%%
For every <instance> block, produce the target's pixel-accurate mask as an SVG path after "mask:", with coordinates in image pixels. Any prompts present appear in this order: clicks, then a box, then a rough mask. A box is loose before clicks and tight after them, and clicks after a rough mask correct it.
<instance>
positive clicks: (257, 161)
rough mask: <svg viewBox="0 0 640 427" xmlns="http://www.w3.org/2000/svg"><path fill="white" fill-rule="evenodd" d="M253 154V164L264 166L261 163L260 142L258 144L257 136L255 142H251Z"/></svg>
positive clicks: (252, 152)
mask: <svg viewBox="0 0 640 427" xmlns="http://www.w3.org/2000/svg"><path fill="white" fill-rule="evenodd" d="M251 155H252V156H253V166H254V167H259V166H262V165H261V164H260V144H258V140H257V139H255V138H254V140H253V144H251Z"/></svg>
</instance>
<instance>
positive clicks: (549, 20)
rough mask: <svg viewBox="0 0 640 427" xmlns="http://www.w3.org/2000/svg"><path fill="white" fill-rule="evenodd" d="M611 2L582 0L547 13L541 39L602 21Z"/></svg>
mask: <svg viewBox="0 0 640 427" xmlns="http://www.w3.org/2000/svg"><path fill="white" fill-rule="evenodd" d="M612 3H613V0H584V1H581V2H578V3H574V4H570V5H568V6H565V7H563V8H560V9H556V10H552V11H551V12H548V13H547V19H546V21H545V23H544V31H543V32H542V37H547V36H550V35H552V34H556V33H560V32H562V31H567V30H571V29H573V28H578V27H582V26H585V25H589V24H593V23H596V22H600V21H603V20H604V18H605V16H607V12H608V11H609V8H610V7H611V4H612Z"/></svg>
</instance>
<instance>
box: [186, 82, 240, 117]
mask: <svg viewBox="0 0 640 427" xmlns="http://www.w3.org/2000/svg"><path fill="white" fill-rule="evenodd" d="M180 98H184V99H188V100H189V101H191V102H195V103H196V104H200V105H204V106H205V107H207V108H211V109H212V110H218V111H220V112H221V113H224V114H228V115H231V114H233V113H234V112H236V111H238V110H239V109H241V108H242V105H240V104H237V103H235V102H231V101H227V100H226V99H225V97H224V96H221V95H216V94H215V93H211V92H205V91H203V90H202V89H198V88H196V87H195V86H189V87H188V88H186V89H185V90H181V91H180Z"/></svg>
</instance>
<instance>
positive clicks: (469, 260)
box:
%%
%%
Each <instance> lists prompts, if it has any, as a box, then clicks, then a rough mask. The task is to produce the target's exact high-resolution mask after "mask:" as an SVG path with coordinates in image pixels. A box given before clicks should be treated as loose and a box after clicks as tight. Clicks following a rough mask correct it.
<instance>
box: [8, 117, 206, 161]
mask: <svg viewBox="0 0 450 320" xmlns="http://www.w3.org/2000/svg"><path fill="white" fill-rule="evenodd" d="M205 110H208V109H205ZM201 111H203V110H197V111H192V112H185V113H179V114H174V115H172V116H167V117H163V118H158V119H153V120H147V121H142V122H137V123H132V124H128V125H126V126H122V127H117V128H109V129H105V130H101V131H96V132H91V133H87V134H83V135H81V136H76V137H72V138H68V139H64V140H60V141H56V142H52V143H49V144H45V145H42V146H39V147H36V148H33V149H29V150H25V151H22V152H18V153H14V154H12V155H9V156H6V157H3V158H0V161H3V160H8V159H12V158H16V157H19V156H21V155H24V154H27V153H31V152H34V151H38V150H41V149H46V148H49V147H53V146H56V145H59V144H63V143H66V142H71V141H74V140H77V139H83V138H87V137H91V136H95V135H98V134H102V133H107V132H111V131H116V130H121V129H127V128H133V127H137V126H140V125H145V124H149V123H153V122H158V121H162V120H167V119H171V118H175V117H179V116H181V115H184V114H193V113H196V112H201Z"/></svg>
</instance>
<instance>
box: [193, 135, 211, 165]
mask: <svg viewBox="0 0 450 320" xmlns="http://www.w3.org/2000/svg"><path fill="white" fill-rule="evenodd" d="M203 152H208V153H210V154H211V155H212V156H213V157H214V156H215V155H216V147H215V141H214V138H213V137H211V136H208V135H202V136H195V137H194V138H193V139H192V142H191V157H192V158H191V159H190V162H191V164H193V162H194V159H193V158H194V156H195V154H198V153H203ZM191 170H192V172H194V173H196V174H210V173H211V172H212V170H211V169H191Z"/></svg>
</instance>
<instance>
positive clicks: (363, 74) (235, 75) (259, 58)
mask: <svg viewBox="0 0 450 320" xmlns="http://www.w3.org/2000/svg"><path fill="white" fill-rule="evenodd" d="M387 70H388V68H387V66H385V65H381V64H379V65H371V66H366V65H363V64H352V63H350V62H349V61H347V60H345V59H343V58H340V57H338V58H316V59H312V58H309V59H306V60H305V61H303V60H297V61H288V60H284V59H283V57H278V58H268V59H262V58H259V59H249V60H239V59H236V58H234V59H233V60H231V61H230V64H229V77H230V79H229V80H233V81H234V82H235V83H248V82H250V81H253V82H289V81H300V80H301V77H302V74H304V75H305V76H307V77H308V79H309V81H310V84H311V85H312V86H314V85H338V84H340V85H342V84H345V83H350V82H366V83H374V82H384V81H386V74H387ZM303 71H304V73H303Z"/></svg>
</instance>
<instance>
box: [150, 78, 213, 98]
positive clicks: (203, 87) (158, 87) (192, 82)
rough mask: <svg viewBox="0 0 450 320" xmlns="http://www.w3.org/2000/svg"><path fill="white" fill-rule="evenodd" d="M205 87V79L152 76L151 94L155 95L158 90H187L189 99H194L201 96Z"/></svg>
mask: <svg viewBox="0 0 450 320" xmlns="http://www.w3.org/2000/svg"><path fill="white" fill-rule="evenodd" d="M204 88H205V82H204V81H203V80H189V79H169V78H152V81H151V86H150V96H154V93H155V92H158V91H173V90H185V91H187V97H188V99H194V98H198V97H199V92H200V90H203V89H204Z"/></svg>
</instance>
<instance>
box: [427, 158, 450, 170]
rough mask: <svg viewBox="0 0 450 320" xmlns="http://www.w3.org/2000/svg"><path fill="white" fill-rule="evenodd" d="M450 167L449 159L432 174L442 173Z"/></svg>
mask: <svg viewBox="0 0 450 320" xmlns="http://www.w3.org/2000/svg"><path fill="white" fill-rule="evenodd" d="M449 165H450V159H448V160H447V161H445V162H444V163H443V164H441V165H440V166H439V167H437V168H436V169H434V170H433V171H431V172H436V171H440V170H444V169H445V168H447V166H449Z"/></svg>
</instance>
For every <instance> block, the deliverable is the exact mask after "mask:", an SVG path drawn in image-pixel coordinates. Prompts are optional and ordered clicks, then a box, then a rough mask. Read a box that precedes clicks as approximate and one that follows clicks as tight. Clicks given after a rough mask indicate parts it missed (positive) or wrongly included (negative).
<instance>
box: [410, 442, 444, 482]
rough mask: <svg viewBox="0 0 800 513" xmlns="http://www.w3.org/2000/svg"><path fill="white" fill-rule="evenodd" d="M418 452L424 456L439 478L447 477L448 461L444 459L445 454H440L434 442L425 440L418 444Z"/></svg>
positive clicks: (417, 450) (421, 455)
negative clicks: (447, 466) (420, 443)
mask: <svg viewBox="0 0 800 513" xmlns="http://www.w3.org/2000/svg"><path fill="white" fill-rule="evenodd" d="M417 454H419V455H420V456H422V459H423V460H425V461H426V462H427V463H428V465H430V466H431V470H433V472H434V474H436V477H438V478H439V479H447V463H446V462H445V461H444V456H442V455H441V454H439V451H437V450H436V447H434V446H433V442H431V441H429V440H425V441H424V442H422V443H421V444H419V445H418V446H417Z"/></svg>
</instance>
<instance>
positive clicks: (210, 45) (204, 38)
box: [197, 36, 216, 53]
%%
- **Directive**
Copy the part of the data above that opens with the line containing "negative clicks: (447, 466) (420, 443)" and closes with the line containing "box: [197, 36, 216, 53]", keeping every character unchanged. Include both of those lines.

- **Result of the task**
negative clicks: (447, 466) (420, 443)
mask: <svg viewBox="0 0 800 513" xmlns="http://www.w3.org/2000/svg"><path fill="white" fill-rule="evenodd" d="M417 454H419V455H420V456H422V459H423V460H425V461H426V462H427V463H428V465H430V466H431V470H433V472H434V474H436V477H438V478H439V479H447V463H446V462H445V461H444V456H442V455H441V454H439V451H437V450H436V447H434V446H433V442H431V441H429V440H425V441H424V442H422V443H421V444H419V445H418V446H417Z"/></svg>
</instance>
<instance>
positive clicks: (210, 45) (204, 38)
box: [197, 36, 216, 53]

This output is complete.